Information
________

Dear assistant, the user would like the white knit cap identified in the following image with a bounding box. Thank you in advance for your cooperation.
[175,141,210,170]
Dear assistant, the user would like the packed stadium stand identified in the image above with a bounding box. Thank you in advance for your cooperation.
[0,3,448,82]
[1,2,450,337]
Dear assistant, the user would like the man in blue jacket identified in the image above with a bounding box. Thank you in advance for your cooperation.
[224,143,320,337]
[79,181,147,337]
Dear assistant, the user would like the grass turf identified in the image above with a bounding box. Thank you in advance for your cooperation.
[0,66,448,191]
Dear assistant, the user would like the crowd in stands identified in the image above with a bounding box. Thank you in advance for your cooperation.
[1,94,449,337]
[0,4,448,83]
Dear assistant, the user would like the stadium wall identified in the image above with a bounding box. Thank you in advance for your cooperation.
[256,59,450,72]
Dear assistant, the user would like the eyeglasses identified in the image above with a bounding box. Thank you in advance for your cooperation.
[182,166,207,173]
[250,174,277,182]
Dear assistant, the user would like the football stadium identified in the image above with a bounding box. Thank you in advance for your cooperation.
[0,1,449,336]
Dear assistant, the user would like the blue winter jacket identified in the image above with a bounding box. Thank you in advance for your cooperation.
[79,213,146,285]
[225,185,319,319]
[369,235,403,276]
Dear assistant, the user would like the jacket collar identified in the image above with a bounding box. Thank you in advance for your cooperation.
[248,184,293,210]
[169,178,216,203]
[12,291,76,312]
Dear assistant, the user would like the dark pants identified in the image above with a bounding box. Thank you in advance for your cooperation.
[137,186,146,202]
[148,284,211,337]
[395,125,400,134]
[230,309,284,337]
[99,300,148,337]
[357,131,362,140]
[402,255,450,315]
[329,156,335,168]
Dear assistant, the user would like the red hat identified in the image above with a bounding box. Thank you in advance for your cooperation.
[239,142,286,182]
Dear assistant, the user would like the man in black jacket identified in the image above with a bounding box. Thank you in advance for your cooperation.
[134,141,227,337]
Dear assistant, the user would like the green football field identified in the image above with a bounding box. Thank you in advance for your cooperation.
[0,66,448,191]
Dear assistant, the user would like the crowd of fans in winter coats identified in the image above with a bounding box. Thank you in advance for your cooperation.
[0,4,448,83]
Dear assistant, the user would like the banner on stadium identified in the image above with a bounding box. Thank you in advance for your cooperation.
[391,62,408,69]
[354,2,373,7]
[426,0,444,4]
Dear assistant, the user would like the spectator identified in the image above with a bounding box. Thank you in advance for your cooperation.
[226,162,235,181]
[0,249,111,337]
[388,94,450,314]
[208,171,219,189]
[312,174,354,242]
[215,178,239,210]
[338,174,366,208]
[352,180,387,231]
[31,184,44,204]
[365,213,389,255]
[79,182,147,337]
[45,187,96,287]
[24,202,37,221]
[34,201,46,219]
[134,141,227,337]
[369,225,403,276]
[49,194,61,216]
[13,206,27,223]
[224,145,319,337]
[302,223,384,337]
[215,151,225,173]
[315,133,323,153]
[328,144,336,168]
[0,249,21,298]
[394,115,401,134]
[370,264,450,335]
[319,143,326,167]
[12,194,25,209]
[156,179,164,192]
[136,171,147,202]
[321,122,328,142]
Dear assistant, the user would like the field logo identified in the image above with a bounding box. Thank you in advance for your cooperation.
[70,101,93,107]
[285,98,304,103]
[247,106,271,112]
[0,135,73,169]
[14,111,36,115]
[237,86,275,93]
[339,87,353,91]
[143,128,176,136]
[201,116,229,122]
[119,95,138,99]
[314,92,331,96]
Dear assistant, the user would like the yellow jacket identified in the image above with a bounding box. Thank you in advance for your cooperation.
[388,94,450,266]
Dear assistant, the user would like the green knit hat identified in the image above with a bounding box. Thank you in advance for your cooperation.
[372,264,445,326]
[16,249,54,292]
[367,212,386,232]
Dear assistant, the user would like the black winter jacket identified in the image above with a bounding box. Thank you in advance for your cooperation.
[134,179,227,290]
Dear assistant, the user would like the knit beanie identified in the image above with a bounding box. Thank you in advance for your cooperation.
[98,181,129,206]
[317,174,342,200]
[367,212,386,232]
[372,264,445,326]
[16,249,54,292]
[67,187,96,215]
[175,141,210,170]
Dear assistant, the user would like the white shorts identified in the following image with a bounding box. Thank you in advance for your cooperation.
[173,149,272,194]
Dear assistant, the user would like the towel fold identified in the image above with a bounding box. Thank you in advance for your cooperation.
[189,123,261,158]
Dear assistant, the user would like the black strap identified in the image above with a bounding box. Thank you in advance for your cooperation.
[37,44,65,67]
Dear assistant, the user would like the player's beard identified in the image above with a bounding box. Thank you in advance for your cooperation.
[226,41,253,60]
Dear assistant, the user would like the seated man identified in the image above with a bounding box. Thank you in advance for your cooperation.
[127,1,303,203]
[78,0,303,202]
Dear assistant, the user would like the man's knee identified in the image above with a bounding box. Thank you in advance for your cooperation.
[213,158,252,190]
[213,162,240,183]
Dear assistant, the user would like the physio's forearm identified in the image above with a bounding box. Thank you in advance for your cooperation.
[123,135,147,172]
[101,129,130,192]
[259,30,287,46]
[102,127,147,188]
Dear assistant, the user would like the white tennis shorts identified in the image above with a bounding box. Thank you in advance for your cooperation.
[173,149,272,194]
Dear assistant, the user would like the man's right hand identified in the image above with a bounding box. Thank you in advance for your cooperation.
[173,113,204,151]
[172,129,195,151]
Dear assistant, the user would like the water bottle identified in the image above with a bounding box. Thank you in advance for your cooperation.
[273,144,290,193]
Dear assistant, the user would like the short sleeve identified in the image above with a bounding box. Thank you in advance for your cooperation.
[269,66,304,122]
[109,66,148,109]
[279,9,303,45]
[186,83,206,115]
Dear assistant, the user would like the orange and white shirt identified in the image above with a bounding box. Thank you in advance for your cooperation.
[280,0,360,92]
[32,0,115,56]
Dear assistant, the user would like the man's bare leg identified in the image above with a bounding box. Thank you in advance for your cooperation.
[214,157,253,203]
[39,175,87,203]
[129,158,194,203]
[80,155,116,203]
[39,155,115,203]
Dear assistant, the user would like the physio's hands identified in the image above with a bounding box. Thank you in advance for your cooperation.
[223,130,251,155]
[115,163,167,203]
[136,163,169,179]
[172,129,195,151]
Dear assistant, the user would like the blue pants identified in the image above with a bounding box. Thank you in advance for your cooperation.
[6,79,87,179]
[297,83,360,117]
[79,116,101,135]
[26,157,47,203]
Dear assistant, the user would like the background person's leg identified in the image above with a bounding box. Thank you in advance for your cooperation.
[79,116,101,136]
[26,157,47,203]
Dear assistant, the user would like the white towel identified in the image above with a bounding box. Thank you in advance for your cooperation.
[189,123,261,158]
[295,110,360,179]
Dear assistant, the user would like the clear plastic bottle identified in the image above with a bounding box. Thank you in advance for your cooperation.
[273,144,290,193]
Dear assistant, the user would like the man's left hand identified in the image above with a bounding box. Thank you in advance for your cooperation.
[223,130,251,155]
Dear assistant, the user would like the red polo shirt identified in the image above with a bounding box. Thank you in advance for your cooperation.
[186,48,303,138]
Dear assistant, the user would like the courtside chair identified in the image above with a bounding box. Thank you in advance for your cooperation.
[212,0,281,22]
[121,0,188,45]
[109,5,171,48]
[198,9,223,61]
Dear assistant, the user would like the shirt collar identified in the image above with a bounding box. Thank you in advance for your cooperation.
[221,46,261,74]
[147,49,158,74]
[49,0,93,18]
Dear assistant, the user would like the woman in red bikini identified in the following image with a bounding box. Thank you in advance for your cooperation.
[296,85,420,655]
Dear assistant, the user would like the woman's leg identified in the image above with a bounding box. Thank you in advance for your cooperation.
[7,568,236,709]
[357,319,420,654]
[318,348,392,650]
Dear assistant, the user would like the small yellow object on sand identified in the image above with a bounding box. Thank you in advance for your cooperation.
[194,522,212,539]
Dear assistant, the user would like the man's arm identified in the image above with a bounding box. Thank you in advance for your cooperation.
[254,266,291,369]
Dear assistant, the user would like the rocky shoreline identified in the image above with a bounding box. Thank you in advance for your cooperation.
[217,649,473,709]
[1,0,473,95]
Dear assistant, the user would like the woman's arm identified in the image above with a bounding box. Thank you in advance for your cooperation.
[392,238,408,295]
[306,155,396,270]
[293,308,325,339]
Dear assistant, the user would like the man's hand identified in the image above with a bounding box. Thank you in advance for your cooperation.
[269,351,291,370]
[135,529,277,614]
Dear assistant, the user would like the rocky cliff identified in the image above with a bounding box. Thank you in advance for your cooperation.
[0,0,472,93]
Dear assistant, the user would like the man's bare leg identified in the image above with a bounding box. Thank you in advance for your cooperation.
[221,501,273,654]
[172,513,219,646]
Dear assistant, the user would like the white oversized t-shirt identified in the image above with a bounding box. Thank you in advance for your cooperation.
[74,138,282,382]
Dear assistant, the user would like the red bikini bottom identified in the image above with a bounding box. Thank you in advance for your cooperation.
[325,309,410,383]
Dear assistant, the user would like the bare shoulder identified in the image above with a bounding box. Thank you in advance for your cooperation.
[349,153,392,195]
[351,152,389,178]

________

Problem to work on
The lines from the one containing "Dear assistant, the user would like the bare" through the final line of the listing above are to be repeated exactly, and nothing else is to be printed.

Result of this exercise
Dear assistant, the user would like the bare shoulder identified in the image above with a bounding box. Thank you in advance for your cooperation.
[349,153,392,195]
[351,152,389,178]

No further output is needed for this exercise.